— Begin —
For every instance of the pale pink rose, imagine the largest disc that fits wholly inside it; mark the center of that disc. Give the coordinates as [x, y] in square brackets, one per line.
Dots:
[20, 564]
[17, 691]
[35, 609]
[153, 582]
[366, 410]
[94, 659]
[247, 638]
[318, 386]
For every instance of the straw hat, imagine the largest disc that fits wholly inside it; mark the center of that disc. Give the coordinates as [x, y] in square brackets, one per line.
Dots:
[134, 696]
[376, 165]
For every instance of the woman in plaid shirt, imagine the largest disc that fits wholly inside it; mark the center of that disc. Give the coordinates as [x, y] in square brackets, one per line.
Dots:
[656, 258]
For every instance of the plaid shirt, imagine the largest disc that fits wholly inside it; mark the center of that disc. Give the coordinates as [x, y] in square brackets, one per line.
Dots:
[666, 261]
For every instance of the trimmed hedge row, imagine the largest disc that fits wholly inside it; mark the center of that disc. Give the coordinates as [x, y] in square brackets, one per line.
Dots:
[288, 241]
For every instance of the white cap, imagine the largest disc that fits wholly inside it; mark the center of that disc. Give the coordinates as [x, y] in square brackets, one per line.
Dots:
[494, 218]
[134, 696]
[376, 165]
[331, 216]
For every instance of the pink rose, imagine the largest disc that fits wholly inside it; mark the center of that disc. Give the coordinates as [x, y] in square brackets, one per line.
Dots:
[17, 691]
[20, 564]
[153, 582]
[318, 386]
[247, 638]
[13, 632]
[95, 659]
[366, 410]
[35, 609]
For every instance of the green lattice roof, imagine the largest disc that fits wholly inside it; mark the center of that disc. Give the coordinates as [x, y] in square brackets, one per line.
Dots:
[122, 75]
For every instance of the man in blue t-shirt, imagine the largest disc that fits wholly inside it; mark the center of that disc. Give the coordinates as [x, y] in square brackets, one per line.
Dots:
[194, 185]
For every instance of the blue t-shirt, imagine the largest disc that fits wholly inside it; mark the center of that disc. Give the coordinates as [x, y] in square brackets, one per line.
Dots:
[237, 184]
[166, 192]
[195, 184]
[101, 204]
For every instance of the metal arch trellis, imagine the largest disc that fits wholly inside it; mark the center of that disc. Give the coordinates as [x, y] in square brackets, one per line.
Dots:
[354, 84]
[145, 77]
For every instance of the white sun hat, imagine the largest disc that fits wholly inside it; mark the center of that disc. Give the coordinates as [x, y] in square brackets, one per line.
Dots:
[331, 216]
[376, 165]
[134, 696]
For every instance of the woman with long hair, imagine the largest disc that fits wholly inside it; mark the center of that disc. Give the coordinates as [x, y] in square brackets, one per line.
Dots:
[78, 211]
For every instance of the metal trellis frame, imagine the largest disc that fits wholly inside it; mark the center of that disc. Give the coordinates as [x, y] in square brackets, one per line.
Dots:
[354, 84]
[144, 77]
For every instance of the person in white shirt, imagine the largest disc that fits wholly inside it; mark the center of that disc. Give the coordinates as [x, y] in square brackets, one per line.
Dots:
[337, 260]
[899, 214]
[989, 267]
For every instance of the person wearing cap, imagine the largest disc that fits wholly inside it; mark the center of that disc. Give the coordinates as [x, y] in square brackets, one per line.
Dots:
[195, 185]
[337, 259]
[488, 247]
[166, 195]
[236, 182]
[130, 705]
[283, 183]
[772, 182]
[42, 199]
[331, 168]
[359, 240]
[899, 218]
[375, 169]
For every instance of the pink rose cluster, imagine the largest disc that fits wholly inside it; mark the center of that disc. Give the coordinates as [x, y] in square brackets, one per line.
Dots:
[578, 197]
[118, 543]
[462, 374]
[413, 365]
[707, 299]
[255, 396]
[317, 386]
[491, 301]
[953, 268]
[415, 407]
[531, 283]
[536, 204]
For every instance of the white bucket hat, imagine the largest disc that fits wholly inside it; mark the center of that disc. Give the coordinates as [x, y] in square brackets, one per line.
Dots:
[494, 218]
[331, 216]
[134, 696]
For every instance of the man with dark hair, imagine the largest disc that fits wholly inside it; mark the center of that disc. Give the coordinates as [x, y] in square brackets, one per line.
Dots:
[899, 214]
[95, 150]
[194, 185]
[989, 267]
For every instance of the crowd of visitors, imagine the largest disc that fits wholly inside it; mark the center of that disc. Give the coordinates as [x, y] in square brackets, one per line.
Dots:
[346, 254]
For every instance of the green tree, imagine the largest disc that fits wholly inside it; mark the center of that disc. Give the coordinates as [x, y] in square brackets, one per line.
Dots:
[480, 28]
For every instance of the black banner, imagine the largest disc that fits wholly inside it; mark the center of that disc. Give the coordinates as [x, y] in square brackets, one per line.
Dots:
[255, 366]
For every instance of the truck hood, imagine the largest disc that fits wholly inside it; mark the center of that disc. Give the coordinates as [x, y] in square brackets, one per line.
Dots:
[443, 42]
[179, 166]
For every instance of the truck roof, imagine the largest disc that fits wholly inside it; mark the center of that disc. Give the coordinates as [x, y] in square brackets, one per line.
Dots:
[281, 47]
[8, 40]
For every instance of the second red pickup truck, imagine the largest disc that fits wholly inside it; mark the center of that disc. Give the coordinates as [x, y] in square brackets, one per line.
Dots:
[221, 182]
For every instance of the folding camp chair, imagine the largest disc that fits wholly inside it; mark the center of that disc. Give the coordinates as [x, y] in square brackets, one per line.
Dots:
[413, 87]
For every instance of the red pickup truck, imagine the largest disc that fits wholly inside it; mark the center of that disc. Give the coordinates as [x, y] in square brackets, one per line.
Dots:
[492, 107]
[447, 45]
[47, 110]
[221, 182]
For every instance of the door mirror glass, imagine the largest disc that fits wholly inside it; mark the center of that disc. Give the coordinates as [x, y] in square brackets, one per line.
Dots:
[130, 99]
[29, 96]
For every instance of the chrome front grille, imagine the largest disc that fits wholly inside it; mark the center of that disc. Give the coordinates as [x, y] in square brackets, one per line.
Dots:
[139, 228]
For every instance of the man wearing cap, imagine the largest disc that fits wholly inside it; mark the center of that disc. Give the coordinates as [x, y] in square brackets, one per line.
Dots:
— End —
**JOB:** Print every line of the records above, word for word and in the same order, changing nothing.

**SOLUTION BELOW:**
For every instance of the pale pink rose, imagine the largest disc that fits wholly inside it; mark the center of that disc. Give the coordinates as [x, y] in square brackets, one per line.
Dots:
[20, 564]
[17, 691]
[35, 609]
[153, 582]
[366, 410]
[94, 659]
[247, 638]
[318, 386]
For every instance of the straw hat, imagine the largest disc that fits wholly inside it; mark the center of that disc. Give the coordinates as [x, y] in square brackets, one per line.
Dots:
[134, 696]
[376, 165]
For every instance of the woman in plaid shirt, imagine the largest disc that fits wholly inside it; mark the center of that disc. Give the coordinates as [x, y] in square brackets, one per line.
Dots:
[656, 258]
For every instance of the plaid shirt, imagine the largest disc that fits wholly inside it; mark the center of that disc. Give the coordinates as [x, y] in square brackets, one per line.
Dots:
[666, 261]
For every instance of the trimmed hedge row, imagine the largest disc that fits wholly inside it; mark the center of that disc. Give the coordinates as [x, y] in square brackets, one per line.
Dots:
[288, 241]
For every instance of the white cap, imagine the largest disc that fits wholly inside it; mark the center of that disc. Give the coordinates as [x, y] in square brackets, one per line.
Dots:
[494, 218]
[134, 696]
[376, 165]
[331, 216]
For every instance of the pink rose, imagine the largest disc that fits wholly inside it; mark the center of that disc. Give the coordinates as [x, y] in square brackets, one per line.
Dots:
[17, 691]
[20, 564]
[153, 582]
[318, 386]
[247, 638]
[13, 632]
[95, 659]
[366, 410]
[35, 609]
For every instance of the green lattice roof, imagine the largest disc that fits wholly inside it; mark the center of that disc. Give the coordinates as [x, y] in square brackets, one per line.
Dots:
[122, 75]
For every instance of the man in blue t-shirt, imagine the largest disc that fits wholly inside it; mark the center of that disc. Give the coordinates as [x, y] in square brackets, one per line.
Dots:
[194, 185]
For every instance of the blue t-shirt, imagine the largest disc that fits wholly inside it; mark the center of that disc. Give the coordinates as [x, y] in square brackets, one per line.
Dots:
[237, 184]
[166, 192]
[195, 184]
[101, 204]
For every instance of the metal arch trellis, imagine the largest disc that fits wholly inside it; mark the center of that disc. Give the coordinates as [x, y] in square brackets, one per line.
Dots:
[354, 84]
[145, 77]
For every instance of the white sun hat, imagine the largest disc that fits wholly inside it; mark the center of that disc. Give the coordinates as [x, y] in square brackets, one per line.
Dots:
[331, 216]
[376, 165]
[134, 696]
For every instance of the woman with long hair, imagine the largest disc that fits wholly inside it; mark the center of that disc. Give the coordinates as [x, y] in square brackets, one per line.
Dots:
[78, 211]
For every instance of the metal trellis frame, imagine the largest disc that fits wholly inside it; mark the center of that disc. Give the coordinates as [x, y] in square brackets, one per line.
Dots:
[354, 84]
[144, 77]
For every instance of the person in white shirt, imagine the largest disc that fits wholly inside it; mark the center of that disc. Give the coordinates as [x, y] in square brackets, one per line.
Dots:
[337, 260]
[899, 214]
[989, 267]
For every instance of the person wearing cap, imagine the largest disc that fits wholly inside it; mark the center of that disc. Give the coordinates as [x, y] in square brackets, one per line.
Dots:
[195, 185]
[337, 259]
[488, 247]
[166, 195]
[236, 182]
[130, 705]
[283, 183]
[772, 182]
[42, 199]
[331, 168]
[359, 240]
[899, 218]
[375, 169]
For every instance of the pink rose cluster, imagine the largest disc that fits wholly inside it; mark the center of that disc. Give the coordinates as [x, y] in square brackets, one per line.
Dots:
[578, 197]
[118, 543]
[462, 374]
[413, 365]
[707, 299]
[255, 396]
[317, 386]
[491, 301]
[953, 268]
[415, 407]
[531, 283]
[536, 204]
For every instance of the white bucket hat, imagine the largest disc that fits wholly inside it; mark the center of that disc. Give the coordinates as [x, y] in square brackets, one per line.
Dots:
[494, 218]
[331, 216]
[134, 696]
For every instance of the man with dark hair, imagine the largest disc that fits wholly inside it; mark the center of that disc. Give the coordinates as [x, y] in square brackets, one per line.
Dots:
[899, 214]
[95, 150]
[194, 185]
[989, 267]
For every instance of the crowd of visitors, imagine the largest disc that fits wholly inside it; mark the center of that disc. Give the coordinates as [x, y] in square brackets, one per line.
Dots:
[346, 254]
For every instance of the green tree, imagine the largest disc that fits wholly inside it; mark the center of that disc. Give the coordinates as [x, y] in square brackets, one per line.
Dots:
[480, 28]
For every instance of the black banner, imagine the largest disc that fits wholly inside it; mark the center of that disc. Give the coordinates as [x, y] in square brackets, one per line.
Dots:
[255, 366]
For every instance of the truck hood, imagine the largest disc that fits wholly inside it; mark the center of that disc. Give the coordinates as [x, y] in square brackets, one per line.
Dots:
[443, 42]
[179, 166]
For every instance of the truck roof, imagine the largest disc that fits wholly inside it; mark the center of that disc. Give the coordinates as [x, y] in square brackets, one per line.
Dots:
[281, 47]
[8, 40]
For every instance of the second red pickup truck, imagine the largest disc that fits wholly inside it; mark the center of that disc. Give the coordinates as [x, y] in square brackets, one per line.
Dots:
[221, 182]
For every instance of the folding camp chair, imagine the largest disc that fits wholly inside it; mark the center of that disc. Give the coordinates as [x, y] in square brackets, one per line.
Dots:
[413, 87]
For every instance of the red pickup truck, imagine the largest disc that fits wholly inside it; mark the center of that disc. Give the coordinates as [x, y] in square brackets, one per line.
Dots:
[492, 107]
[447, 45]
[47, 110]
[221, 182]
For every instance of the door mirror glass, imagine the largest disc that fits wholly inside it; mark the center of that disc. Give the coordinates as [x, y] in square brackets, one per line.
Dots:
[130, 99]
[29, 96]
For every instance of the chrome front grille, imagine the largest disc that fits wholly inside it; mark the center of that disc. Give the coordinates as [x, y] in square brackets, one per line.
Dots:
[139, 228]
For every instance of the man wearing cap, imagine the largest disc that fits wholly inside it; mark the center of that disc. Give the coordinates as [x, y] in square brackets, one per line.
Dots:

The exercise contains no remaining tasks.